Coordinate annotation records:
>> begin
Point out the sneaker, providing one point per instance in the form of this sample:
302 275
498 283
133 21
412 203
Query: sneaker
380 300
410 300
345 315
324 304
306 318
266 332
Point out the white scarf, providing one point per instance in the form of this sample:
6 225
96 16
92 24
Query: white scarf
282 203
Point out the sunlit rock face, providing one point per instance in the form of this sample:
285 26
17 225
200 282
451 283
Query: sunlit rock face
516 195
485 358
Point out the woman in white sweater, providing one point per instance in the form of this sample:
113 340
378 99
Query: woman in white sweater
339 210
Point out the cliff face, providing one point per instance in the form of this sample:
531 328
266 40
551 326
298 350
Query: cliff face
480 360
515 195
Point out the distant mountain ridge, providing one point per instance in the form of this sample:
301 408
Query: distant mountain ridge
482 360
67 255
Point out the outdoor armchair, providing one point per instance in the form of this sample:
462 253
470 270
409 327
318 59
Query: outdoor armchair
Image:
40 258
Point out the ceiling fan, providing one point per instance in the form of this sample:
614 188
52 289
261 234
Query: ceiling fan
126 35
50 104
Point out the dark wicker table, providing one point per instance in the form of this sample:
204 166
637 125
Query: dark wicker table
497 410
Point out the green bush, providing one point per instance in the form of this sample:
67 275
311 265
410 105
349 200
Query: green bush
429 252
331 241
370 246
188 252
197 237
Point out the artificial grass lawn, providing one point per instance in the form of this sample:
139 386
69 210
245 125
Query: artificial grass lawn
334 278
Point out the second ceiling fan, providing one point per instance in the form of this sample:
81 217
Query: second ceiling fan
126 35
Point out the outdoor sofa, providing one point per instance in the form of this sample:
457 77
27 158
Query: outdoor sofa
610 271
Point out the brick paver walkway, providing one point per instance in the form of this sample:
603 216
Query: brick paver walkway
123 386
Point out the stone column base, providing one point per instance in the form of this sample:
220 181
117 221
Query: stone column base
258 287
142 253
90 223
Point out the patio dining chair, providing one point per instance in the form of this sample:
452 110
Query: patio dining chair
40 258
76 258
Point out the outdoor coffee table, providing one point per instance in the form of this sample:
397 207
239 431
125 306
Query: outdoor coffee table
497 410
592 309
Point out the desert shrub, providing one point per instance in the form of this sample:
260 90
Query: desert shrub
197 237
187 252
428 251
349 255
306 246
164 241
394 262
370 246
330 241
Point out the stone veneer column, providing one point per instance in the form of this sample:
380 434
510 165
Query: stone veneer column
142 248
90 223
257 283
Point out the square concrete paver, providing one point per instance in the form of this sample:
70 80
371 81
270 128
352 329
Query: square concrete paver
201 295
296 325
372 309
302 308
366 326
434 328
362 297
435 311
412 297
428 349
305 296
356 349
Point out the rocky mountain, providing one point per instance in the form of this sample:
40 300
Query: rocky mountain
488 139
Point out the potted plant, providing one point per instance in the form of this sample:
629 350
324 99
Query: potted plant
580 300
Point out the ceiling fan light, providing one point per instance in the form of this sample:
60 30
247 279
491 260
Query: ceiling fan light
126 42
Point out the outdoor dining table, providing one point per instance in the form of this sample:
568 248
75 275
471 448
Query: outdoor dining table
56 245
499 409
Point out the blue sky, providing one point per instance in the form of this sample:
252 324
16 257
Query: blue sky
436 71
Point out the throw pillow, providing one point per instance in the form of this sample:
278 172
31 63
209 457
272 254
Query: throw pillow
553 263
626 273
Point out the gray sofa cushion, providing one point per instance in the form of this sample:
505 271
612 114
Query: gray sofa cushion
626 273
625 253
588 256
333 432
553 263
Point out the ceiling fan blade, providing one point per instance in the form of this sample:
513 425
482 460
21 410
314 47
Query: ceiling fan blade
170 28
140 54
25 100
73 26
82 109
>> end
>> begin
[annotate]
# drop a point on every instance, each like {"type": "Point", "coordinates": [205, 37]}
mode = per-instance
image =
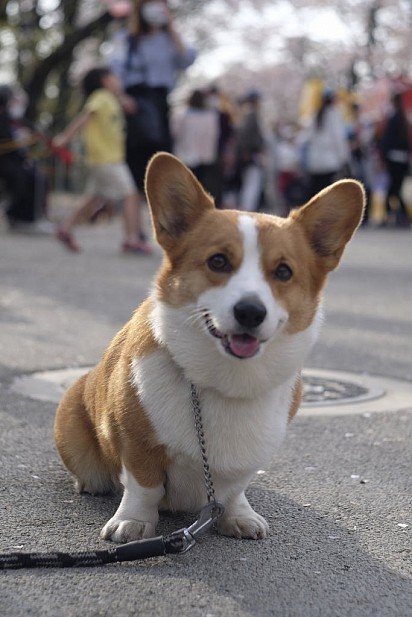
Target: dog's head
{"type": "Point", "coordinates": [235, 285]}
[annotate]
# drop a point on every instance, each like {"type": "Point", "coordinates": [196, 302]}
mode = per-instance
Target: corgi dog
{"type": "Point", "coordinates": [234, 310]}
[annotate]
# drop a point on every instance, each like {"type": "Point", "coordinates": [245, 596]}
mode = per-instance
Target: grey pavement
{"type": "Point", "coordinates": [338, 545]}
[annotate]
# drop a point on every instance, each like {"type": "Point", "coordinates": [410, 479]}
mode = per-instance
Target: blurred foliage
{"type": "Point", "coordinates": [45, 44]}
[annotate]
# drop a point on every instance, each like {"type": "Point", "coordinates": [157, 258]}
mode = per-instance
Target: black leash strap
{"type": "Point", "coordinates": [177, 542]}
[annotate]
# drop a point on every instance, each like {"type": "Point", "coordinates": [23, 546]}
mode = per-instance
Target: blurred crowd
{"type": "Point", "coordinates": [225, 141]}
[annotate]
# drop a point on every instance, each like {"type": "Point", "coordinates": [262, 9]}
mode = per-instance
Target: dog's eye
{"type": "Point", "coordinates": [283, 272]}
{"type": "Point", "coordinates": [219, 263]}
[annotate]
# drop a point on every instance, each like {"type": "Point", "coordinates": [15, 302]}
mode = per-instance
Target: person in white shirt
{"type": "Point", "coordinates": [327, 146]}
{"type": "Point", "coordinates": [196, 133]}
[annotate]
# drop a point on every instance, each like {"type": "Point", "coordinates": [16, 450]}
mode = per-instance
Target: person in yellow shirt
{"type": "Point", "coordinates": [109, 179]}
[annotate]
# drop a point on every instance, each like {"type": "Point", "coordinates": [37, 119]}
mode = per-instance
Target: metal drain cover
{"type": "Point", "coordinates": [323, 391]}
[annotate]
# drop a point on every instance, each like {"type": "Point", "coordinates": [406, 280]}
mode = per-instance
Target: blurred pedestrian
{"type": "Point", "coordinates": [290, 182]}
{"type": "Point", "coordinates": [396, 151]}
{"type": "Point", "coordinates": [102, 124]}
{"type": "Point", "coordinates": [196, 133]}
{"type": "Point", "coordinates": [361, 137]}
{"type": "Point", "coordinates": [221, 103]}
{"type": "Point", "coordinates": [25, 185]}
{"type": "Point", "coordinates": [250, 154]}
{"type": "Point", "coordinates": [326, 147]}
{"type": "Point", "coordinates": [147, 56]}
>> end
>> begin
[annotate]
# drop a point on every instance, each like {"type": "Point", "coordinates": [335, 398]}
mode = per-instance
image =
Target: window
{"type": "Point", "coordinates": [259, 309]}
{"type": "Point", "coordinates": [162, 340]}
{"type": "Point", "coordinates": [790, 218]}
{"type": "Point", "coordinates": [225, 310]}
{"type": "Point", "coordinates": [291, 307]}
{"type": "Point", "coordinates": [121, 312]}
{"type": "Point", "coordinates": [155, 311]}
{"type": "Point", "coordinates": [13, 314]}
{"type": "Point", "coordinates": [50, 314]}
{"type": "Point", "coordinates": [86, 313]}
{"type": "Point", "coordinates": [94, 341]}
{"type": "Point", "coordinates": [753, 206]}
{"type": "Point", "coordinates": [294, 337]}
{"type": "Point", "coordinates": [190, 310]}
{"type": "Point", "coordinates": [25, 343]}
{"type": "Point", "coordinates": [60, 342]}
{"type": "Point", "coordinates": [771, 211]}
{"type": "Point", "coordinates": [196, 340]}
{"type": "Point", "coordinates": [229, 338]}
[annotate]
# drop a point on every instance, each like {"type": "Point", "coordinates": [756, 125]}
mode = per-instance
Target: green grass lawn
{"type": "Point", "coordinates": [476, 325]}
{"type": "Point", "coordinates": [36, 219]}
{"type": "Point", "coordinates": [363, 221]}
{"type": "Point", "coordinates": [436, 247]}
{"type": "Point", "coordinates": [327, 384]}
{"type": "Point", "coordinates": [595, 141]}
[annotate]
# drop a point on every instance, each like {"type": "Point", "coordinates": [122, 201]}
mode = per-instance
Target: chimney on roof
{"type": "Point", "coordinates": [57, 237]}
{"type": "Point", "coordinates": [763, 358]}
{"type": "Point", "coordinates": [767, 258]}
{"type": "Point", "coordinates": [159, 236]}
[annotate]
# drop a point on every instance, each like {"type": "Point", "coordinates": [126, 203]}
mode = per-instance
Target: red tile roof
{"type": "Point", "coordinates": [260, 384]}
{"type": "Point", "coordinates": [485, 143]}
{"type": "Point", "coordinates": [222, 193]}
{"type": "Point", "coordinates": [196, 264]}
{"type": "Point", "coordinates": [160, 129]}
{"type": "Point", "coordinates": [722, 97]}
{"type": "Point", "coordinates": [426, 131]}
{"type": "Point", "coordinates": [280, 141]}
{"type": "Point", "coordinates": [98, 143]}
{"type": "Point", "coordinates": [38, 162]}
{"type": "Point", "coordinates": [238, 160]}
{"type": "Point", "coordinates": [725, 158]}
>> end
Given task | How many lines in the records above contain the string "dark"? Reply with the number alone.

Output for this task | 2